→ **Text provided**:
=== Section Start ===

Alcoholism relapse rates are high
Alcoholic drinks have traditionally played a significant role in the Himalayan kingdom of Bhutan.
They are served at all ceremonial and religious occasions, and almost every family brews its own rice-based liquor.
But now health officials say they are concerned about the increasing cases of alcoholism being reported at the national hospital in the capital, Thimphu.
"We acknowledge that alcohol is a problem," says Dr Sangay Thinley, Bhutan's health secretary.
He concedes that alcohol is one of the biggest killers of adults in Bhutan.
Dr Thinley's concern is illustrated by the fact that in the psychiatric ward of the Jigme Dorji Wangchuk National Referral Hospital in Thimphu, half of the eight beds are occupied by alcoholics.
Among them is Gopal. He is 33 years old and he has been drinking for the past 13 years.
A father of two young children, he tells me that he has come to the hospital on his own.
"I told myself I will stop drinking. That's why I came here," he said.
He tells me that when he came to the hospital, he cried.
"I keep thinking of my family. I miss them. I feel very lonely here."
Thimphu's more vibrant nightlife has added to the consumption
Looking after Gopal is Dr Chencho Dorji, Bhutan's first and only psychiatrist. He tells me Gopal's liver is seriously damaged because of drinking.
Before Dr Dorji came along, no records were kept for mental disorder in Bhutan.

=== Section End ===

Transcribe the passage of the article on alcoholism in Bhutan starting at "Alcoholism relapse rates" and ending at "the capital, Thimphu.".

→ **Items from a dataset**:
=== Section Start ===

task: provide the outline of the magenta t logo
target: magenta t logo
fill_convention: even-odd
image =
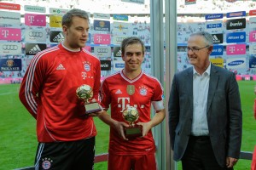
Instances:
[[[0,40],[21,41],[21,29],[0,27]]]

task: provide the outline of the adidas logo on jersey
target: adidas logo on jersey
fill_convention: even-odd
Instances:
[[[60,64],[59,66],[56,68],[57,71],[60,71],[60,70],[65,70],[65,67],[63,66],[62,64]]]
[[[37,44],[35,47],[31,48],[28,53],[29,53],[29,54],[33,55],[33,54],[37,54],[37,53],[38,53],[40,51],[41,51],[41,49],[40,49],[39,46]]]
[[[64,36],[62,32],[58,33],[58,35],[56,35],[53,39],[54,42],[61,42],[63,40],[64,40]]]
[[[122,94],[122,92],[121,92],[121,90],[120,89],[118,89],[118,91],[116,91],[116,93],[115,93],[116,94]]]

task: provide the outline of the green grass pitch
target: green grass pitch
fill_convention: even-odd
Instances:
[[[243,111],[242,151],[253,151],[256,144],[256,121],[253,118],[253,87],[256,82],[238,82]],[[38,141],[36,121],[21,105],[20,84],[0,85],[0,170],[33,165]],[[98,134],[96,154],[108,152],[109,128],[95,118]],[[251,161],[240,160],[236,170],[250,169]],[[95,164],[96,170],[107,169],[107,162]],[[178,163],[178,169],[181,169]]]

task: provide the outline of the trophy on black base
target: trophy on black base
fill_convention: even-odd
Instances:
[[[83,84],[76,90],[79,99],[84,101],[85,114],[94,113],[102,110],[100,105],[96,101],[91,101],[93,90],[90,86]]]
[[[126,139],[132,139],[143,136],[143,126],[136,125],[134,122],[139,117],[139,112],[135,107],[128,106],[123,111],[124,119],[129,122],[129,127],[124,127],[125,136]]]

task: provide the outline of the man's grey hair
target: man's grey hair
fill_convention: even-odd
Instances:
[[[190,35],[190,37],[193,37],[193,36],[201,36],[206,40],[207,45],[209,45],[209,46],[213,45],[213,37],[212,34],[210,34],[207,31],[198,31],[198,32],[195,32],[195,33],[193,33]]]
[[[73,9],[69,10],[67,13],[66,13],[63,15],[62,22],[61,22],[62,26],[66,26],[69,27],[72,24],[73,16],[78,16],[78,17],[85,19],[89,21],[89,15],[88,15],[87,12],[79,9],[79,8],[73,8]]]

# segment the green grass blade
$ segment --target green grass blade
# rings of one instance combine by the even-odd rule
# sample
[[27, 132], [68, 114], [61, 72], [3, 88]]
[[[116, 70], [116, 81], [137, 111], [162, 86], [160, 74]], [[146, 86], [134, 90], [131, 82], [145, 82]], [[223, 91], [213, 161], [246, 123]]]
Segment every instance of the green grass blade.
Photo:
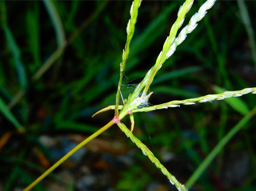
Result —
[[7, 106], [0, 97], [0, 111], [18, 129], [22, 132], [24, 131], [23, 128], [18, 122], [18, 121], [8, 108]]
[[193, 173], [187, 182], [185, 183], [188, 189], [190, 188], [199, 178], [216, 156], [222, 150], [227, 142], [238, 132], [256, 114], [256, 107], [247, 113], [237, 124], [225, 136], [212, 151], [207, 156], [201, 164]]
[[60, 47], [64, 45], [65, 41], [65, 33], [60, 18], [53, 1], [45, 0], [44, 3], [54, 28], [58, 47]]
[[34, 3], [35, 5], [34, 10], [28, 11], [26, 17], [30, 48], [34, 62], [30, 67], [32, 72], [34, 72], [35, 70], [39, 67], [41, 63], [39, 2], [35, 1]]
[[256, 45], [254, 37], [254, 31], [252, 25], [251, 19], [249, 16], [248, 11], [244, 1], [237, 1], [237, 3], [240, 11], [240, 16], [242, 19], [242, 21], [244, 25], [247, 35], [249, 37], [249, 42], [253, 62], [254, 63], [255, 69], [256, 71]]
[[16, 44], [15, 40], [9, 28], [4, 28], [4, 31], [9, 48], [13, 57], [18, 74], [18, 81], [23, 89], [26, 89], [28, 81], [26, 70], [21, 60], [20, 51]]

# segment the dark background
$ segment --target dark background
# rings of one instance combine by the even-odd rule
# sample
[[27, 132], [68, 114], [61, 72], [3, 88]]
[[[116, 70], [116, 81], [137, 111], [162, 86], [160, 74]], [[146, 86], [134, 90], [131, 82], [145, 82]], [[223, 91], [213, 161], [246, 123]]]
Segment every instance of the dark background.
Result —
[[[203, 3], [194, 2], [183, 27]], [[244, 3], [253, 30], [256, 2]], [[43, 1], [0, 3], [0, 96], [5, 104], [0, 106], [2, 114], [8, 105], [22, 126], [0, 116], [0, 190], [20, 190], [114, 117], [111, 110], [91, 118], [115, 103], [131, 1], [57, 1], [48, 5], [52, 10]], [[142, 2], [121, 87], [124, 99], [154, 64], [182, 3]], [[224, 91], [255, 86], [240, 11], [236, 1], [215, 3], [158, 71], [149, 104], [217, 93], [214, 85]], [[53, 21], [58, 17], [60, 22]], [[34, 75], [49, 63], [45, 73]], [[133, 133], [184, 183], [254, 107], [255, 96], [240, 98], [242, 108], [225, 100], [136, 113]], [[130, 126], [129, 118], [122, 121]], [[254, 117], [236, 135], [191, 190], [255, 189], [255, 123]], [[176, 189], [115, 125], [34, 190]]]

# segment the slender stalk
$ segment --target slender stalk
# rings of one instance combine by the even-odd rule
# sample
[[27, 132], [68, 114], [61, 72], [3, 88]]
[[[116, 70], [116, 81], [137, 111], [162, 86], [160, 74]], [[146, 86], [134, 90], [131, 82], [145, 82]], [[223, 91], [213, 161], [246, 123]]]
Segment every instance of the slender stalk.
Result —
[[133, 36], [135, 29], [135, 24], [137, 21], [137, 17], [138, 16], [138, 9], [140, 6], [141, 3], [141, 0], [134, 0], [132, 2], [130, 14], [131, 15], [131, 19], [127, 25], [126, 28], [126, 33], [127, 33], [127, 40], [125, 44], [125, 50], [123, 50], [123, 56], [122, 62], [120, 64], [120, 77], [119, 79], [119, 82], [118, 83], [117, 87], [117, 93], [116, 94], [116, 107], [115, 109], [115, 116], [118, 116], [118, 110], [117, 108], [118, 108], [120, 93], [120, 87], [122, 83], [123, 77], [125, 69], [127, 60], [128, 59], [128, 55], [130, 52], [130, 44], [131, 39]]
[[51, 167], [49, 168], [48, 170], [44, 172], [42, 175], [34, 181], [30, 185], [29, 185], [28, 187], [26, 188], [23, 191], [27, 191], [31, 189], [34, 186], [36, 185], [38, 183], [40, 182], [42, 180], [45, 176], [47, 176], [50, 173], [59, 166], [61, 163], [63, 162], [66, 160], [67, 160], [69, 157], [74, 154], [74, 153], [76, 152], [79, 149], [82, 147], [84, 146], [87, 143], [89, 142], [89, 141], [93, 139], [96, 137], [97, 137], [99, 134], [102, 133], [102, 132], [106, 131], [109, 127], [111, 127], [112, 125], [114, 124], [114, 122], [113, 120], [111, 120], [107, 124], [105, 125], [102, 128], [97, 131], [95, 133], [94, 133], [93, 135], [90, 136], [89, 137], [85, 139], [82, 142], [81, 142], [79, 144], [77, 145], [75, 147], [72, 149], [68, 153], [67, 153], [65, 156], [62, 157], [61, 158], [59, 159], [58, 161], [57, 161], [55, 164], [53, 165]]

=== Section End ===

→ **Response**:
Alcoholism relapse rates are high
Alcoholic drinks have traditionally played a significant role in the Himalayan kingdom of Bhutan.
They are served at all ceremonial and religious occasions, and almost every family brews its own rice-based liquor.
But now health officials say they are concerned about the increasing cases of alcoholism being reported at the national hospital in the capital, Thimphu.